▶ **Work to complete**
Locate each line in the entries below that contains the word "stem", and copy those lines out.

▶ **Information given**
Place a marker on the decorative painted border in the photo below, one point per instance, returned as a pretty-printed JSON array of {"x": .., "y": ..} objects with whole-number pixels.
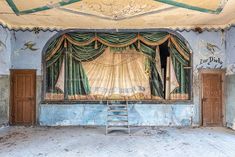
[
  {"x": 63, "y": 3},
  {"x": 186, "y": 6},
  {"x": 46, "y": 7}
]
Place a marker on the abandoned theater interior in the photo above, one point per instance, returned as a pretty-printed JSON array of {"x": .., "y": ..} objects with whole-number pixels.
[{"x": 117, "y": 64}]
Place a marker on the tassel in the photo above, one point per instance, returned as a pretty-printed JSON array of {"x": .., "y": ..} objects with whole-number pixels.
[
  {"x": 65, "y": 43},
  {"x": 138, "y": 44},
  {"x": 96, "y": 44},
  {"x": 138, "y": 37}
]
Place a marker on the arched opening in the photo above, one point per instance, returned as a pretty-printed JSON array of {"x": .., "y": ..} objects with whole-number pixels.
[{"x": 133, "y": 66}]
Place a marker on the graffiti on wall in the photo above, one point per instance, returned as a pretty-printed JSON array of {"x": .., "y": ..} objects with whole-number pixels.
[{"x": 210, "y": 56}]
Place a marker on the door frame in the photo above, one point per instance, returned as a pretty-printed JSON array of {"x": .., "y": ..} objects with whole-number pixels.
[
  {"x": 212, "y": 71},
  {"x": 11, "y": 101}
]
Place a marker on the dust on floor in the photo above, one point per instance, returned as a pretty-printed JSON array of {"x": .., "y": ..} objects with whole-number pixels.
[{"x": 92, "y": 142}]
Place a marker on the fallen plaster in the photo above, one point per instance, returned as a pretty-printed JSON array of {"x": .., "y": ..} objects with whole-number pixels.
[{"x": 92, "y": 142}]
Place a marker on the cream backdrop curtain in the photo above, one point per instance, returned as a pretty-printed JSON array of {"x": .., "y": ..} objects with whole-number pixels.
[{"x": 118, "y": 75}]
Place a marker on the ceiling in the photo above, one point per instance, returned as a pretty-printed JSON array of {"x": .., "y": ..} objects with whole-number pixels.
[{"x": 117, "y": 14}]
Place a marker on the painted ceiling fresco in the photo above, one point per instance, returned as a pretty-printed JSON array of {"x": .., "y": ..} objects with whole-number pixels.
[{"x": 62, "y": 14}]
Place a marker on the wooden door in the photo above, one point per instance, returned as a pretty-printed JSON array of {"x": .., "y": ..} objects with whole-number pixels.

==

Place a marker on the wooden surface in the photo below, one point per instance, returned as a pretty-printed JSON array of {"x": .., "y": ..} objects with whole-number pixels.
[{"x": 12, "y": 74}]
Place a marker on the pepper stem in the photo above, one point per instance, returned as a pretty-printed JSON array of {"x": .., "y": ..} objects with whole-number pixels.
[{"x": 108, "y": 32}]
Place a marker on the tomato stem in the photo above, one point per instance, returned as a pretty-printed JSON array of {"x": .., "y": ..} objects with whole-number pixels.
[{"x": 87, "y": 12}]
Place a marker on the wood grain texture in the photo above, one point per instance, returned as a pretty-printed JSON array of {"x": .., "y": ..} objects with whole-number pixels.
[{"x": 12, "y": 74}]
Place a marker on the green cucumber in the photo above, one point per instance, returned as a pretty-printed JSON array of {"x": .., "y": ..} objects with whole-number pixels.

...

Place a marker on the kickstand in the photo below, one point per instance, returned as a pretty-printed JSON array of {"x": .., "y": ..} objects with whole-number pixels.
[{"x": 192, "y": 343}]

▶ **Result for this exercise**
Place a marker on the pepper stem in the photo above, one point per instance, returned as a pretty-printed JSON array of {"x": .., "y": ..} objects with whole-number pixels.
Place a marker on the tomato stem in the photo above, one point per instance, returned as a pretty-printed JSON array of {"x": .., "y": ..} objects with whole-number pixels.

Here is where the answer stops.